Extract:
★ ★ ★ ★ ★

Segmental nerve defects pose a daunting clinical challenge, as peripheral nerve injury studies have established that there is a critical nerve gap length for which the distance cannot be successfully bridged with current techniques. Construction of a neural prosthesis filled with Schwann cells (SCs) could provide an alternative treatment to successfully repair these long segmental gaps in the peripheral nervous system. The object of this study was to evaluate the ability of autologous SCs to increase the length at which segmental nerve defects can be bridged using a collagen tube.

Methods

The authors studied the use of absorbable collagen conduits in combination with autologous SCs (200,000 cells/μl) to promote axonal growth across a critical size defect (13 mm) in the sciatic nerve of male Fischer rats. Control groups were treated with serum only–filled conduits of reversed sciatic nerve autografts. Animals were assessed for survival of the transplanted SCs as well as the quantity of myelinated axons in the proximal, middle, and distal portions of the channel.

★ ★ ★ ★ ★

What the exercise asks: In the nerve-repair text, list the portions of the channel where the quantity of myelinated axons was assessed. The entries have no connection to the nerve-repair text.

Data to examine:
★ ★ ★ ★ ★

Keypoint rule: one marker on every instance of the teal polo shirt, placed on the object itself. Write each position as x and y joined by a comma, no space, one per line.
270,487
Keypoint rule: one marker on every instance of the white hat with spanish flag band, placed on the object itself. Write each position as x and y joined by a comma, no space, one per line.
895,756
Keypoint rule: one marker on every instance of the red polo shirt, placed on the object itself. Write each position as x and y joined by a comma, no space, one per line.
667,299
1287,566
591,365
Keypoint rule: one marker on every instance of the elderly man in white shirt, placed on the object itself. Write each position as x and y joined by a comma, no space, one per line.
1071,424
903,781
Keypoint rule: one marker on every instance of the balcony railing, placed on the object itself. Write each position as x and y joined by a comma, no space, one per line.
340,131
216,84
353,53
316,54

★ ★ ★ ★ ★

Exercise result: Proximal, middle, distal